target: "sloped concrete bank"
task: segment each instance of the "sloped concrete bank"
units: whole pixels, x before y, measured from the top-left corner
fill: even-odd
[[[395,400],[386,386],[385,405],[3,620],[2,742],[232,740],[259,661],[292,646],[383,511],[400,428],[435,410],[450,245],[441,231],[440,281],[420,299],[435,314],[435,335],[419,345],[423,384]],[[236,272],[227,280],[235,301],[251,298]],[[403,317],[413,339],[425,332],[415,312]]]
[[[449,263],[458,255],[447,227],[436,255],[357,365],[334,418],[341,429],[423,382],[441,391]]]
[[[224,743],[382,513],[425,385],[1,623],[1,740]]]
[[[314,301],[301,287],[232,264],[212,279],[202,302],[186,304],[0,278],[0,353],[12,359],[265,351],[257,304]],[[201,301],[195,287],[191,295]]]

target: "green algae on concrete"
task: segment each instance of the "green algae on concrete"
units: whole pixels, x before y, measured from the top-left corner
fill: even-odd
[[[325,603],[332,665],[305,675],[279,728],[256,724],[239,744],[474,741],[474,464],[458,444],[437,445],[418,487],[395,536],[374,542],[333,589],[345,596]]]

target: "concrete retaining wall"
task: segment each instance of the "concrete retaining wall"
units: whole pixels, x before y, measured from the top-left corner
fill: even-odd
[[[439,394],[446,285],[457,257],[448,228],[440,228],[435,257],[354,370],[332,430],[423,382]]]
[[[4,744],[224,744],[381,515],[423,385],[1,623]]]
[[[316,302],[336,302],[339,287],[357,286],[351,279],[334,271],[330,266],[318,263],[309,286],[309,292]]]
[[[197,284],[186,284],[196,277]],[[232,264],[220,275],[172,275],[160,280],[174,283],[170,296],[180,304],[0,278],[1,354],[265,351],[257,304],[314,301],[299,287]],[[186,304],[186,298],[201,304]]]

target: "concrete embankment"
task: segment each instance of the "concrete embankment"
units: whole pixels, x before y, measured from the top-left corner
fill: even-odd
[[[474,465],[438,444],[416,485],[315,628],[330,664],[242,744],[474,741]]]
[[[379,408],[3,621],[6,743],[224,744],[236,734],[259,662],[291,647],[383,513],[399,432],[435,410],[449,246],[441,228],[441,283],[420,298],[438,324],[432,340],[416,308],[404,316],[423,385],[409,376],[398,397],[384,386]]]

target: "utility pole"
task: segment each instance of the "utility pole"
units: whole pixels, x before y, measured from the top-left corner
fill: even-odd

══════════════════════════════

Copy each record from above exactly, and include every line.

target: "sloped concrete bank"
task: segment each instance of the "sloped concrete bank"
units: whole pixels, x before y, measured from the top-left corner
fill: even-odd
[[[395,400],[386,386],[385,405],[3,620],[2,742],[232,740],[259,661],[292,646],[383,511],[400,428],[435,410],[450,245],[441,231],[440,281],[420,299],[435,314],[435,335],[419,345],[423,384]],[[236,272],[227,280],[235,301],[251,298]],[[403,317],[413,339],[425,332],[415,312]]]
[[[449,263],[458,255],[447,227],[436,255],[357,365],[334,418],[341,429],[423,382],[441,391]]]
[[[224,743],[382,513],[425,385],[1,623],[1,740]]]
[[[314,301],[301,287],[232,264],[212,279],[202,302],[186,304],[0,278],[0,353],[12,359],[265,351],[257,304]],[[201,301],[195,287],[191,295]]]

target: "green algae on concrete"
task: segment each instance of the "green algae on concrete"
units: whole pixels, x before y, measured from the top-left corner
fill: even-odd
[[[325,603],[332,665],[305,675],[279,728],[256,724],[239,744],[474,741],[474,464],[458,444],[437,445],[418,487],[395,536],[374,542],[333,589],[345,596]]]

target: "concrete retaining wall"
task: segment each instance of the "concrete retaining wall"
units: whole pixels, x before y, measured from the top-left corner
fill: even-odd
[[[439,394],[446,285],[457,257],[448,228],[440,228],[435,257],[354,370],[332,430],[423,382]]]
[[[4,744],[224,744],[381,515],[423,385],[1,623]]]
[[[316,302],[336,302],[339,287],[357,286],[351,279],[334,271],[330,266],[318,263],[309,286],[309,292]]]
[[[197,284],[186,284],[196,277]],[[232,264],[220,275],[172,275],[160,280],[174,283],[170,296],[180,304],[0,278],[1,354],[265,351],[257,304],[314,301],[299,287]],[[186,304],[186,298],[201,304]]]

target: "concrete embankment"
task: segment each instance of the "concrete embankment"
units: whole pixels, x before y, measured from the top-left corner
fill: even-odd
[[[474,465],[438,444],[416,485],[315,628],[330,664],[242,744],[474,741]]]
[[[379,408],[3,621],[6,743],[224,744],[236,734],[259,662],[291,647],[383,513],[399,432],[435,410],[449,246],[441,228],[441,283],[420,298],[438,324],[432,340],[416,308],[404,316],[423,385],[409,376],[398,397],[384,386]]]

target: "utility pole"
task: segment each instance of the "utility pole"
units: whole pixels, x before y, measured from the top-left corner
fill: even-odd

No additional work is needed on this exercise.